# DATA
----------------

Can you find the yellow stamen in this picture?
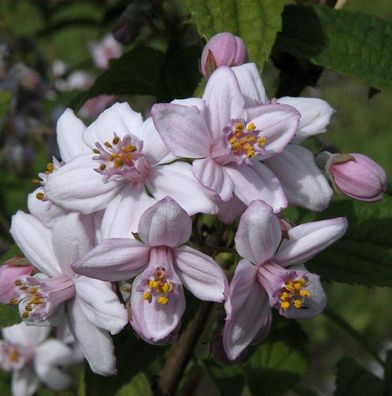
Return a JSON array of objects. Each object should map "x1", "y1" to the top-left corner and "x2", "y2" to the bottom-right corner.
[
  {"x1": 157, "y1": 296, "x2": 168, "y2": 305},
  {"x1": 93, "y1": 148, "x2": 100, "y2": 154},
  {"x1": 112, "y1": 136, "x2": 120, "y2": 145},
  {"x1": 46, "y1": 163, "x2": 54, "y2": 172},
  {"x1": 36, "y1": 192, "x2": 45, "y2": 200},
  {"x1": 280, "y1": 301, "x2": 290, "y2": 310},
  {"x1": 104, "y1": 141, "x2": 112, "y2": 148},
  {"x1": 247, "y1": 122, "x2": 256, "y2": 132}
]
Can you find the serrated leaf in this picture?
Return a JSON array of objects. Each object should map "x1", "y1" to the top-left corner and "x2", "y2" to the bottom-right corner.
[
  {"x1": 183, "y1": 0, "x2": 285, "y2": 68},
  {"x1": 334, "y1": 357, "x2": 384, "y2": 396},
  {"x1": 244, "y1": 319, "x2": 309, "y2": 396},
  {"x1": 116, "y1": 373, "x2": 152, "y2": 396},
  {"x1": 306, "y1": 198, "x2": 392, "y2": 287},
  {"x1": 276, "y1": 5, "x2": 392, "y2": 92}
]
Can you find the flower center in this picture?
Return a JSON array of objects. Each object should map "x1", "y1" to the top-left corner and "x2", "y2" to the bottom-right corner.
[
  {"x1": 0, "y1": 341, "x2": 31, "y2": 371},
  {"x1": 142, "y1": 266, "x2": 174, "y2": 305},
  {"x1": 93, "y1": 133, "x2": 150, "y2": 182},
  {"x1": 224, "y1": 119, "x2": 266, "y2": 161},
  {"x1": 277, "y1": 275, "x2": 311, "y2": 312},
  {"x1": 12, "y1": 275, "x2": 75, "y2": 321}
]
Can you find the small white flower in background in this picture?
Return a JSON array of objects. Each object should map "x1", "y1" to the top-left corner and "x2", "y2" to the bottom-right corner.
[
  {"x1": 89, "y1": 34, "x2": 122, "y2": 70},
  {"x1": 0, "y1": 322, "x2": 74, "y2": 396}
]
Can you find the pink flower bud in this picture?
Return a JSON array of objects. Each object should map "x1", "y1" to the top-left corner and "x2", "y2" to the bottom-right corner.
[
  {"x1": 200, "y1": 32, "x2": 248, "y2": 77},
  {"x1": 0, "y1": 258, "x2": 34, "y2": 304},
  {"x1": 321, "y1": 152, "x2": 387, "y2": 202}
]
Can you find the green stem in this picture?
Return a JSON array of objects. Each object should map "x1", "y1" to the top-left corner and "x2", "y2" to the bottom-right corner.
[{"x1": 324, "y1": 307, "x2": 385, "y2": 367}]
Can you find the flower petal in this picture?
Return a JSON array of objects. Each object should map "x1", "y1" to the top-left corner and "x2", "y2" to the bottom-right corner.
[
  {"x1": 151, "y1": 103, "x2": 212, "y2": 158},
  {"x1": 2, "y1": 322, "x2": 50, "y2": 346},
  {"x1": 74, "y1": 277, "x2": 128, "y2": 335},
  {"x1": 277, "y1": 97, "x2": 335, "y2": 141},
  {"x1": 82, "y1": 102, "x2": 143, "y2": 148},
  {"x1": 231, "y1": 63, "x2": 268, "y2": 106},
  {"x1": 73, "y1": 239, "x2": 149, "y2": 281},
  {"x1": 216, "y1": 195, "x2": 246, "y2": 225},
  {"x1": 101, "y1": 183, "x2": 156, "y2": 237},
  {"x1": 130, "y1": 271, "x2": 186, "y2": 343},
  {"x1": 202, "y1": 67, "x2": 245, "y2": 141},
  {"x1": 275, "y1": 217, "x2": 348, "y2": 267},
  {"x1": 224, "y1": 162, "x2": 287, "y2": 212},
  {"x1": 247, "y1": 104, "x2": 300, "y2": 159},
  {"x1": 10, "y1": 211, "x2": 61, "y2": 276},
  {"x1": 222, "y1": 259, "x2": 271, "y2": 360},
  {"x1": 45, "y1": 155, "x2": 124, "y2": 214},
  {"x1": 175, "y1": 246, "x2": 227, "y2": 302},
  {"x1": 57, "y1": 108, "x2": 90, "y2": 162},
  {"x1": 67, "y1": 299, "x2": 117, "y2": 376},
  {"x1": 138, "y1": 197, "x2": 192, "y2": 247},
  {"x1": 147, "y1": 161, "x2": 218, "y2": 215},
  {"x1": 192, "y1": 158, "x2": 234, "y2": 201},
  {"x1": 235, "y1": 200, "x2": 281, "y2": 265},
  {"x1": 266, "y1": 145, "x2": 333, "y2": 211},
  {"x1": 12, "y1": 366, "x2": 39, "y2": 396}
]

----------------

Search the records for the string "this" and report each line that has it.

Can you find the yellow stamen in this picture?
Can you find the serrated leaf in this picture?
Can you find the flower center in this picture?
Can you find the small white flower in background in this picture?
Can you find the pink flower bud in this picture?
Can you find the green stem in this picture?
Can you find the flower petal in this picture?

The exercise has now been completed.